THE PROBLEM: Return the lines from the one containing "white interior door" through the end of the records, unchanged.

** begin DATASET **

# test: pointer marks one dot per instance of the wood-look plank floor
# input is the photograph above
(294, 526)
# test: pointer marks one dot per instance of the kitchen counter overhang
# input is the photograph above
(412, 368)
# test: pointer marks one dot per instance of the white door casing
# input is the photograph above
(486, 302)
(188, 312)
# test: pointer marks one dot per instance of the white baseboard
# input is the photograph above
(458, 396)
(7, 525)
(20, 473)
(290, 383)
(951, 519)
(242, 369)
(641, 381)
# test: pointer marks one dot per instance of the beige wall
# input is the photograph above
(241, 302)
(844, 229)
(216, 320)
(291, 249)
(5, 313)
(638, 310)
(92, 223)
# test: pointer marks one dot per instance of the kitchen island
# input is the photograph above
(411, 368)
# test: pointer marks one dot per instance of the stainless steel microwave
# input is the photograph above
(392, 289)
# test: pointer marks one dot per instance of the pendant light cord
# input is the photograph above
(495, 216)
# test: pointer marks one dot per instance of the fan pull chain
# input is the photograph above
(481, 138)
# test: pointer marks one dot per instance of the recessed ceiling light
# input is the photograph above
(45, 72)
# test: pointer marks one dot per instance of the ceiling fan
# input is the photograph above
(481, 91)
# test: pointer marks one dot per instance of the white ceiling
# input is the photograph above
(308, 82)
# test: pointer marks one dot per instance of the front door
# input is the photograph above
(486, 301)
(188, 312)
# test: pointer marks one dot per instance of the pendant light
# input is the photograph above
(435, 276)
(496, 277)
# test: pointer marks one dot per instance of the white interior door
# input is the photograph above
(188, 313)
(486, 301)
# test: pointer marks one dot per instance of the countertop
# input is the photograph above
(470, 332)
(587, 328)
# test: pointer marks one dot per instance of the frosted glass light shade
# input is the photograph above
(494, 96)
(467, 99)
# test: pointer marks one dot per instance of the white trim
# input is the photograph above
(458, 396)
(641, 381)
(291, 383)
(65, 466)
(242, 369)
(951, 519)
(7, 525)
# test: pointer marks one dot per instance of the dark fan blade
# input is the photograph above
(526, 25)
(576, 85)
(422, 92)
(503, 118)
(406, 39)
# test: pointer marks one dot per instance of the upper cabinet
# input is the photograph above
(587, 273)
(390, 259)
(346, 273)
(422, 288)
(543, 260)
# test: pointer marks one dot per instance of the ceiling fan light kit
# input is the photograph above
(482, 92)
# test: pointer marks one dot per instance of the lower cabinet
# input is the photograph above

** end DATASET **

ANSWER TO THIS TASK:
# test: pointer marks one dot per instance of the white interior door
# input is the photograph above
(188, 313)
(486, 301)
# test: pointer marks one dot per instance of the countertop
# input is the photograph above
(470, 332)
(587, 328)
# test: pointer marks one dot per instance of the frosted glass light shade
# input is the photograph above
(494, 96)
(467, 99)
# test: pointer marks one dot per instance of the white trim
# input is the photograph above
(458, 396)
(641, 381)
(291, 383)
(65, 466)
(242, 369)
(951, 519)
(7, 525)
# test: pointer marks one dot per instance of the dark fan blade
# input is the photograph above
(526, 25)
(576, 85)
(422, 92)
(503, 118)
(406, 39)
# test: pointer marks one dot per instance of the upper cabinet
# input is the photograph above
(587, 273)
(390, 259)
(346, 273)
(422, 288)
(543, 260)
# test: pointer marks one dot per instance of the ceiling fan light kit
# input is the photograph above
(482, 92)
# test: pointer marks one dot per instance of the lower cabinet
# input is the photograph above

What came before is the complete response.